Copy out the data below verbatim.

[Entries from a point annotation set]
= = = =

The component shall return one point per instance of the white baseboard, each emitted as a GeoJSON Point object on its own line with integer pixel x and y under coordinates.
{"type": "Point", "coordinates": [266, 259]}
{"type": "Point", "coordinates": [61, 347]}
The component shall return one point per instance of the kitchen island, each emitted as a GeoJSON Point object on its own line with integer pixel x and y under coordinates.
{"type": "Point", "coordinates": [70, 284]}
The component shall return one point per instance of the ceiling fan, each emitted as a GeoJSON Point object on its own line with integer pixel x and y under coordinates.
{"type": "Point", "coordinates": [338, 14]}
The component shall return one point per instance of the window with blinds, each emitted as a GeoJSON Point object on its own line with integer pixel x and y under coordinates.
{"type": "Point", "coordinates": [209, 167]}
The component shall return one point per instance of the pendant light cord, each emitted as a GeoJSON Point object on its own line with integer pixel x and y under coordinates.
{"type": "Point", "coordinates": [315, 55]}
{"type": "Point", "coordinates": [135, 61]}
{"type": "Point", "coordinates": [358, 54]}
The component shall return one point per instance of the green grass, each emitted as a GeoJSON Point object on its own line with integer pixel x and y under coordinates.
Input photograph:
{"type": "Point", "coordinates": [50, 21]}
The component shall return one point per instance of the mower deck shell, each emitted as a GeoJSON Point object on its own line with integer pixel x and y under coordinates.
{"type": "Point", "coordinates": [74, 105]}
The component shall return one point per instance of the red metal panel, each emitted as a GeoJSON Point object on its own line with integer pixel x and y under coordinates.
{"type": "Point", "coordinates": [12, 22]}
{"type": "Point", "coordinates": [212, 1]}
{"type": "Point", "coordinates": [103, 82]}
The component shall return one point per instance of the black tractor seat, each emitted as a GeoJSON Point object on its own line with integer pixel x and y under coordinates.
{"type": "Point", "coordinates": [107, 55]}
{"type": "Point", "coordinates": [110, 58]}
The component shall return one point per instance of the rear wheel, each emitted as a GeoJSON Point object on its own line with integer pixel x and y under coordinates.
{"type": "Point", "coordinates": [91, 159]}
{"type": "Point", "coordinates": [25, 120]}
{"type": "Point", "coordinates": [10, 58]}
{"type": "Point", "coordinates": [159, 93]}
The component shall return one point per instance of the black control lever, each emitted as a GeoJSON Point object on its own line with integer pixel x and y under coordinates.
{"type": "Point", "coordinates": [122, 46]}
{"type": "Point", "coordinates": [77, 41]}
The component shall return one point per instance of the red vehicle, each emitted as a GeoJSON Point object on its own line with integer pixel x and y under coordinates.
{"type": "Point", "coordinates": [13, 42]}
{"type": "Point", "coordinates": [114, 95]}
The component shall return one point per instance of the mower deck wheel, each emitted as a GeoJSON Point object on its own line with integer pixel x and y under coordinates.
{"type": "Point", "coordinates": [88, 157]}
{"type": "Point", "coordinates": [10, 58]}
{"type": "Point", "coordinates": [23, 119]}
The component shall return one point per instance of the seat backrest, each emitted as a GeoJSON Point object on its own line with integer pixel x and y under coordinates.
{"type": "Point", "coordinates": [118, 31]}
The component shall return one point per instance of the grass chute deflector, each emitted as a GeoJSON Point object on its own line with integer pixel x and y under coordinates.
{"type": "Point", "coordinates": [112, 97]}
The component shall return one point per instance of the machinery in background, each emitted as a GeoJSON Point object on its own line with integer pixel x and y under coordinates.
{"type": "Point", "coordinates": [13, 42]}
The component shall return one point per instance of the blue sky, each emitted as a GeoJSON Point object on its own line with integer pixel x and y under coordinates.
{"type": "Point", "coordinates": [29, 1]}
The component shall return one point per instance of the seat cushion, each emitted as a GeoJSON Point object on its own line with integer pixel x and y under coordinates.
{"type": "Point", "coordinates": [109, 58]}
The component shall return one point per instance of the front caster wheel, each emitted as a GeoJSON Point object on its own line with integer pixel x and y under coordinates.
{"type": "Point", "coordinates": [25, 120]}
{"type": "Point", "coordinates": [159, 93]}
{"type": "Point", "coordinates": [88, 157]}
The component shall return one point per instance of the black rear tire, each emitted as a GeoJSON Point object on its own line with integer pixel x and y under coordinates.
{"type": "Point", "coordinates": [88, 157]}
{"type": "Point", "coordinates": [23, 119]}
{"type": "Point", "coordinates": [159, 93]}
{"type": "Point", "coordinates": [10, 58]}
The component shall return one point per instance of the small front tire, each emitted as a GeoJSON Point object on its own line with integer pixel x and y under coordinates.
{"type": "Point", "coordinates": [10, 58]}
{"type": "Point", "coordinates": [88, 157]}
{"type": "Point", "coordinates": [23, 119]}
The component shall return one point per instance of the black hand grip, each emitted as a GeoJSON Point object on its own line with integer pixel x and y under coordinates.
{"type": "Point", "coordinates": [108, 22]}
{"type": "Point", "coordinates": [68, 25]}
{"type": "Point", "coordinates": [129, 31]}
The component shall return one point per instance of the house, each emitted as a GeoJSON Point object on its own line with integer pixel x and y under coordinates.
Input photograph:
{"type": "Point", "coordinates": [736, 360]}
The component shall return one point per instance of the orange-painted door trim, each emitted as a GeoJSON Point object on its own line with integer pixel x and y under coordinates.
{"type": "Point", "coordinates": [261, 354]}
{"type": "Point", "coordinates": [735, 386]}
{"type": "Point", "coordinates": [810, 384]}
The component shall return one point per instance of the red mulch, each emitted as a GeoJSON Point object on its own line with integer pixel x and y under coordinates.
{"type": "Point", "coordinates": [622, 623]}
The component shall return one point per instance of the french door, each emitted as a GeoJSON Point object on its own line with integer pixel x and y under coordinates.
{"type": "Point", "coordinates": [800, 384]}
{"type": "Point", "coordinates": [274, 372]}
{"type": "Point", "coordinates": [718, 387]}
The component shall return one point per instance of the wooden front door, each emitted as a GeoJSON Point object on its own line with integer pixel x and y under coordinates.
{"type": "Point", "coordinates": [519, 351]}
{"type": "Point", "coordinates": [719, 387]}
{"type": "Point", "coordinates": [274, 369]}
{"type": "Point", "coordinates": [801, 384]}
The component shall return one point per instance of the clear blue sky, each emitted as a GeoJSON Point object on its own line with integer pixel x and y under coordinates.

= = = =

- [Finished answer]:
The component shall return one point per instance of the white baseboard, each emitted as a GeoJSON Point object on its own line with integer pixel x and y under coordinates.
{"type": "Point", "coordinates": [266, 259]}
{"type": "Point", "coordinates": [61, 347]}
The component shall return one point per instance of the kitchen island, each emitted as a GeoJSON Point object on its own line with integer pixel x and y under coordinates.
{"type": "Point", "coordinates": [70, 284]}
The component shall return one point per instance of the ceiling fan, each emitted as a GeoJSON Point object on its own line with integer pixel x and y under coordinates.
{"type": "Point", "coordinates": [338, 14]}
The component shall return one point per instance of the window with blinds, each emitted as a GeoJSON Point object on its own line with integer pixel x and y under coordinates.
{"type": "Point", "coordinates": [209, 167]}
The component shall return one point per instance of the pendant light cord, each emitted as a GeoJSON Point object on its own line with integer pixel x and y under coordinates.
{"type": "Point", "coordinates": [315, 55]}
{"type": "Point", "coordinates": [135, 61]}
{"type": "Point", "coordinates": [358, 54]}
The component shall return one point per instance of the green grass, each emitted as a GeoJSON Point object on its own line with integer pixel x and y under coordinates.
Input photograph:
{"type": "Point", "coordinates": [50, 21]}
The component shall return one point per instance of the mower deck shell, each emitted as a GeoJSON Point object on its own line with integer pixel x and y under coordinates.
{"type": "Point", "coordinates": [74, 105]}
The component shall return one point per instance of the red metal panel, each emitted as a GeoJSON Point object on its own line with integer pixel x and y under coordinates.
{"type": "Point", "coordinates": [12, 22]}
{"type": "Point", "coordinates": [212, 1]}
{"type": "Point", "coordinates": [103, 82]}
The component shall return one point per instance of the black tractor seat, each emitted as a GeoJSON Point object on its own line with integer pixel x and y under coordinates.
{"type": "Point", "coordinates": [107, 55]}
{"type": "Point", "coordinates": [110, 58]}
The component shall return one point per instance of the rear wheel, each emitted as a GeoJSON Point object on its own line with integer pixel x and y under coordinates.
{"type": "Point", "coordinates": [91, 159]}
{"type": "Point", "coordinates": [25, 120]}
{"type": "Point", "coordinates": [10, 58]}
{"type": "Point", "coordinates": [159, 93]}
The component shall return one point per instance of the black control lever, each emitted as a GeoJSON Point object on its own line with integer pixel x and y under coordinates.
{"type": "Point", "coordinates": [122, 46]}
{"type": "Point", "coordinates": [77, 41]}
The component shall return one point per instance of the red vehicle, each emitted as a GeoJSON Point object on its own line with integer pixel x and y under coordinates.
{"type": "Point", "coordinates": [13, 42]}
{"type": "Point", "coordinates": [114, 95]}
The component shall return one point per instance of the mower deck wheel, each emitted as a GeoJSON Point object on its own line with integer pixel x and y under coordinates.
{"type": "Point", "coordinates": [88, 157]}
{"type": "Point", "coordinates": [10, 58]}
{"type": "Point", "coordinates": [23, 119]}
The component shall return one point per instance of the seat backrest, each emitted as a GeoJSON Point object on its own line with integer pixel x and y under coordinates.
{"type": "Point", "coordinates": [118, 31]}
The component shall return one point per instance of the grass chute deflector, each emitted as a GeoJSON Point object on its own line with integer pixel x and y under coordinates.
{"type": "Point", "coordinates": [112, 97]}
The component shall return one point per instance of the machinery in background, each emitted as a GeoJSON Point object on its own line with integer pixel x and y under coordinates.
{"type": "Point", "coordinates": [13, 42]}
The component shall return one point per instance of the blue sky, each emitted as a GeoJSON Point object on its own line with integer pixel x and y under coordinates.
{"type": "Point", "coordinates": [29, 1]}
The component shall return one point per instance of the seat cushion, each emitted as a GeoJSON Point object on its own line with integer pixel x and y under coordinates.
{"type": "Point", "coordinates": [109, 58]}
The component shall return one point per instance of the front caster wheel, each emitted as a GeoJSON Point object on its own line with integer pixel x and y under coordinates.
{"type": "Point", "coordinates": [25, 120]}
{"type": "Point", "coordinates": [159, 93]}
{"type": "Point", "coordinates": [88, 157]}
The component shall return one point per instance of the black rear tire, each emitted as a GeoJSON Point object on its own line with integer pixel x and y under coordinates.
{"type": "Point", "coordinates": [88, 157]}
{"type": "Point", "coordinates": [23, 119]}
{"type": "Point", "coordinates": [159, 93]}
{"type": "Point", "coordinates": [10, 58]}
The component shall return one point per instance of the small front tire, each emitted as a GeoJSON Point object on its own line with integer pixel x and y under coordinates.
{"type": "Point", "coordinates": [10, 58]}
{"type": "Point", "coordinates": [88, 157]}
{"type": "Point", "coordinates": [23, 119]}
The component shall return one point per instance of the black hand grip, each emitted as a GeoJSON Point object on its own line with integer pixel x and y under coordinates.
{"type": "Point", "coordinates": [108, 22]}
{"type": "Point", "coordinates": [68, 25]}
{"type": "Point", "coordinates": [129, 31]}
The component shall return one point per instance of the house, each emitted as a GeoJSON Point object on its own line with integer pixel x and y under coordinates.
Input photograph:
{"type": "Point", "coordinates": [736, 360]}
The component shall return one point per instance of the orange-painted door trim, each emitted as a GeoJSON Point object on its own line with integer pixel x and y under coordinates.
{"type": "Point", "coordinates": [261, 354]}
{"type": "Point", "coordinates": [735, 386]}
{"type": "Point", "coordinates": [810, 384]}
The component shall return one point per instance of the red mulch, each emitted as a GeoJSON Point object on its own line with integer pixel x and y under coordinates.
{"type": "Point", "coordinates": [622, 623]}
The component shall return one point per instance of the french door, each emitted as a GeoJSON Point object on its own line with integer pixel x and y under coordinates.
{"type": "Point", "coordinates": [800, 384]}
{"type": "Point", "coordinates": [274, 372]}
{"type": "Point", "coordinates": [718, 387]}
The component shall return one point per instance of the wooden front door, each emitted as a GeoJSON Point object on its own line with integer pixel x and y under coordinates.
{"type": "Point", "coordinates": [519, 351]}
{"type": "Point", "coordinates": [719, 387]}
{"type": "Point", "coordinates": [274, 369]}
{"type": "Point", "coordinates": [801, 384]}
The component shall return one point per instance of the clear blue sky, each emitted as a GeoJSON Point object on its own line with integer pixel x and y under coordinates.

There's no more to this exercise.